Input for this task
- - - -

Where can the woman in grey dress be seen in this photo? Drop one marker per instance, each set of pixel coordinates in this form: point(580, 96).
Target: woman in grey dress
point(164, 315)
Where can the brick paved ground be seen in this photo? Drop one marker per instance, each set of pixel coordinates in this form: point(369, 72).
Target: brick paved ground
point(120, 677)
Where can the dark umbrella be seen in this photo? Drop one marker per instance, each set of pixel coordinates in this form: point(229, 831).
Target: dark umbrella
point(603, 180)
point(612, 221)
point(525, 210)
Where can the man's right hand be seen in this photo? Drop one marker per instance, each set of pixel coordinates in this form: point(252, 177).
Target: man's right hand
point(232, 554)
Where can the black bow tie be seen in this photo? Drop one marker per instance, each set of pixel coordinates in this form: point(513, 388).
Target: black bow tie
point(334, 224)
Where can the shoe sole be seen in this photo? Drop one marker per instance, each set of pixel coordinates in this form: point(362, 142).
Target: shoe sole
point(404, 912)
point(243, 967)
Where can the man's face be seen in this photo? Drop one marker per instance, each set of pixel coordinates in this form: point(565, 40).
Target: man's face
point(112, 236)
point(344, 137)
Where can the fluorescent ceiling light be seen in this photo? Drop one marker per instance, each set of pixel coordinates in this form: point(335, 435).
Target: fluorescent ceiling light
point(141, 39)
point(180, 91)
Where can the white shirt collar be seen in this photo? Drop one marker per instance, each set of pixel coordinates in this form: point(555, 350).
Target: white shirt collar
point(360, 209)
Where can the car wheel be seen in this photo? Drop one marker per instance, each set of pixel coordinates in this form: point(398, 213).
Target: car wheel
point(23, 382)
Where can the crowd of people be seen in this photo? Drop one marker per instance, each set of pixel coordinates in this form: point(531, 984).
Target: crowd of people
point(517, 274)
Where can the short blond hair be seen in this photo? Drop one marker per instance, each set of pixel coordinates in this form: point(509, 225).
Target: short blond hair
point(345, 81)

- - - -

Exercise brief
Within the data above, filter for lines containing the word "coordinates" and copy each one.

Answer to the problem
Where can the woman in grey dress be seen in this photo? Drop one marker per instance, each set of pixel coordinates in this form: point(580, 96).
Where can the brick paved ground be seen in this photo? Drop one marker per instance, each set of pixel coordinates in this form: point(369, 72).
Where can the dark umbrella be seen in this photo? Drop one marker per instance, each set of pixel coordinates in this form: point(229, 831).
Where can the man's right hand be seen in this photo? Drop one marker per instance, each set of pixel coordinates in this form: point(252, 177).
Where can the black bow tie be seen in this photo? Drop one marker per instance, each set of pixel coordinates in this form: point(513, 388).
Where can the shoe sole be seen in this photo? Drop one marker per instance, each set of pixel coordinates in this form: point(362, 142).
Where can the man's face be seen in this photo? Drop one marker per instance, each set of pixel coordinates in this form: point(565, 40).
Where can the fluorescent ceiling light be seen in this photo? Drop one marker per instance, each set of pixel coordinates in this form: point(335, 435).
Where can the white shirt collar be seen in this photo? Drop one marker per instance, each set of pixel coordinates in this form: point(555, 350).
Where can the car wheel be seen in this photo? Drop one marker per instance, each set of pixel coordinates in this form: point(398, 213).
Where can the crowd of people be seen in this photo? Drop one marker per instance, each set of pixel coordinates in this form: point(531, 984).
Where can the short blond hair be seen in this photo? Drop one marker per instance, each set of pixel coordinates in this form: point(509, 225).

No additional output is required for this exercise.